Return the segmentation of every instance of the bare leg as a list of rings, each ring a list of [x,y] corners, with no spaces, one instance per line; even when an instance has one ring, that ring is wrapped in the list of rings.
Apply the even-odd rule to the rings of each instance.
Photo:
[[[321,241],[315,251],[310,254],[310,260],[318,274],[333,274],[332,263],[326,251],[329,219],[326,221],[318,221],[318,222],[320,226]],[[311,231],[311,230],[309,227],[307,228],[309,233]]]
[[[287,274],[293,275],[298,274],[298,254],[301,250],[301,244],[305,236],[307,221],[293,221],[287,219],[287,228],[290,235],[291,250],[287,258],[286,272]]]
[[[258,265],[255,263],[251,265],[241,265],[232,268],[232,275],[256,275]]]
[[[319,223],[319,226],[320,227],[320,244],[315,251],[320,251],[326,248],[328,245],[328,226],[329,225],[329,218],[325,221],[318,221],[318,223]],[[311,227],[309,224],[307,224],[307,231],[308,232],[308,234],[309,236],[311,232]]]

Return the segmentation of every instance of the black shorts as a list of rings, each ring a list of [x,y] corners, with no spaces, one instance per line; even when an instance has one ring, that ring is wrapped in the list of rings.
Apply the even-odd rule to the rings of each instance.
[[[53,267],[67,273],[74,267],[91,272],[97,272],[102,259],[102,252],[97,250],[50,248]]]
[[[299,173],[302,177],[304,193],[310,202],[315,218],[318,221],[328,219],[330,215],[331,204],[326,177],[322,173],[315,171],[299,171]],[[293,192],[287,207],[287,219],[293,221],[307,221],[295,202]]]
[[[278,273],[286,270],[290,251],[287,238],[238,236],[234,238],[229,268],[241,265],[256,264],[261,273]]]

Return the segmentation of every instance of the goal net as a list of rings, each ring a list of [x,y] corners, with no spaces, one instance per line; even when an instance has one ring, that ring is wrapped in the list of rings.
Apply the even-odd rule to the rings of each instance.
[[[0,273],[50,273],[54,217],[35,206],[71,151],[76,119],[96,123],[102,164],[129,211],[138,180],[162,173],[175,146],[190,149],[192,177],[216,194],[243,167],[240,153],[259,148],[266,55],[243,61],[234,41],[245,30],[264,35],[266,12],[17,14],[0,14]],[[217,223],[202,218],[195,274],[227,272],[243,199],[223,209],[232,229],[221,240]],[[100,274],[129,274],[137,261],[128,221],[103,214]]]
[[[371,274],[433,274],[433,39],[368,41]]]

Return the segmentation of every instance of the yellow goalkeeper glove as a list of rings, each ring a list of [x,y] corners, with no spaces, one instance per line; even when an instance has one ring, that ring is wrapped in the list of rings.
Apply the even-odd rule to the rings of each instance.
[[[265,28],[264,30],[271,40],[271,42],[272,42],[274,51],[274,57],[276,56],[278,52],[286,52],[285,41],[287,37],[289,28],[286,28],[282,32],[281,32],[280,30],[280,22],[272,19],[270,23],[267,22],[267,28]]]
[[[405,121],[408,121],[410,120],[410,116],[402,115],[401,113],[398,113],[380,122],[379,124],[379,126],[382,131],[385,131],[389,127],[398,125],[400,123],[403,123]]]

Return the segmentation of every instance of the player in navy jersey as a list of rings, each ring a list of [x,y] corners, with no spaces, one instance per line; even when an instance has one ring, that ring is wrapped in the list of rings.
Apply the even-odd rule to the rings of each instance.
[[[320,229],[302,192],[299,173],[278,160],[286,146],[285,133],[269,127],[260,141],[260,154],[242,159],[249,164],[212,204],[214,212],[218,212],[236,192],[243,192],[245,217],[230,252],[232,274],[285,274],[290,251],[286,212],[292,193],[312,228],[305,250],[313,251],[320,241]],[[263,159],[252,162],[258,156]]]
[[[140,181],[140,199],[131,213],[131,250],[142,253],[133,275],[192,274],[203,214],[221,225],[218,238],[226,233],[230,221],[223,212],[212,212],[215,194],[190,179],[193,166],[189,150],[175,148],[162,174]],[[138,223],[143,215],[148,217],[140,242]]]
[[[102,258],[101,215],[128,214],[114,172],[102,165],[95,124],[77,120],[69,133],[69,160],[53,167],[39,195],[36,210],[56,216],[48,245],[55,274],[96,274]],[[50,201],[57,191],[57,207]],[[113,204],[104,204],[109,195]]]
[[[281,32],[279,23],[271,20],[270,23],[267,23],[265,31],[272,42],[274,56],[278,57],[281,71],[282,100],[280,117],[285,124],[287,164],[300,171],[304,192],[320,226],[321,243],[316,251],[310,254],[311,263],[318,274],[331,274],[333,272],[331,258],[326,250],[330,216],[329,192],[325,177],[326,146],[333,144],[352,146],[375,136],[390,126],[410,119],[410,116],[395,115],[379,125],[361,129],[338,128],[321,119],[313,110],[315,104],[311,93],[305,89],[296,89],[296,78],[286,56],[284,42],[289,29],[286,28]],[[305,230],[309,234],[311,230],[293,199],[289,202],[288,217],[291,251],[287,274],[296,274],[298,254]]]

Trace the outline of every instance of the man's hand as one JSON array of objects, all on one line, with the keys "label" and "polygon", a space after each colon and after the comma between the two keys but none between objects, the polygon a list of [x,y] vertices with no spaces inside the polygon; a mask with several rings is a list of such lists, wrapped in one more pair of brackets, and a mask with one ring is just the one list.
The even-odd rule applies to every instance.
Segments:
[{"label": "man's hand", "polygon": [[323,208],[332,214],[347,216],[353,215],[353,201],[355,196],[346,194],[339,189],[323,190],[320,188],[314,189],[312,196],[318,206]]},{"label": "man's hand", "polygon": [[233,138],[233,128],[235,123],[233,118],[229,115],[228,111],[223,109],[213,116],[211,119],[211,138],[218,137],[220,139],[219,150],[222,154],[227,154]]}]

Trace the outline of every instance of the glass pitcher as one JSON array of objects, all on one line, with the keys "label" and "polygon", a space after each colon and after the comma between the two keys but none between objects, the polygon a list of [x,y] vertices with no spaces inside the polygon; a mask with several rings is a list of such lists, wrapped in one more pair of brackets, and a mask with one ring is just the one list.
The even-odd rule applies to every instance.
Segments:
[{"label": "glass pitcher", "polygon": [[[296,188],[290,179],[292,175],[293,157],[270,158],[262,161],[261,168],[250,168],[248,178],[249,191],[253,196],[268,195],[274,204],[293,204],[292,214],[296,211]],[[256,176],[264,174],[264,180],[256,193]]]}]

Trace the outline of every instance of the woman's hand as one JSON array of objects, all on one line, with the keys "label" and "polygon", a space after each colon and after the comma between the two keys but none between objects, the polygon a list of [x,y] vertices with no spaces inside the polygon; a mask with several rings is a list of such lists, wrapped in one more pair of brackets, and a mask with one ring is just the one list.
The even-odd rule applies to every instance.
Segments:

= Work to be completed =
Copy out every line of the rows above that contains the string "glass", matching case.

= Response =
Trace the outline of every instance of the glass pitcher as one JSON array of objects, all on one line, with the keys "label" and "polygon", a space after each colon and after the comma between the two keys but none between objects, the polygon a list of [x,y] vertices with no spaces inside the polygon; a mask with several rings is a list of such lists, wrapped in one more pair of brackets, and a mask with one ring is just the one list.
[{"label": "glass pitcher", "polygon": [[[296,188],[290,179],[292,175],[293,157],[270,158],[262,161],[261,168],[250,168],[248,178],[249,191],[253,196],[268,195],[274,204],[293,204],[292,214],[296,211]],[[256,176],[264,174],[264,180],[256,193]]]}]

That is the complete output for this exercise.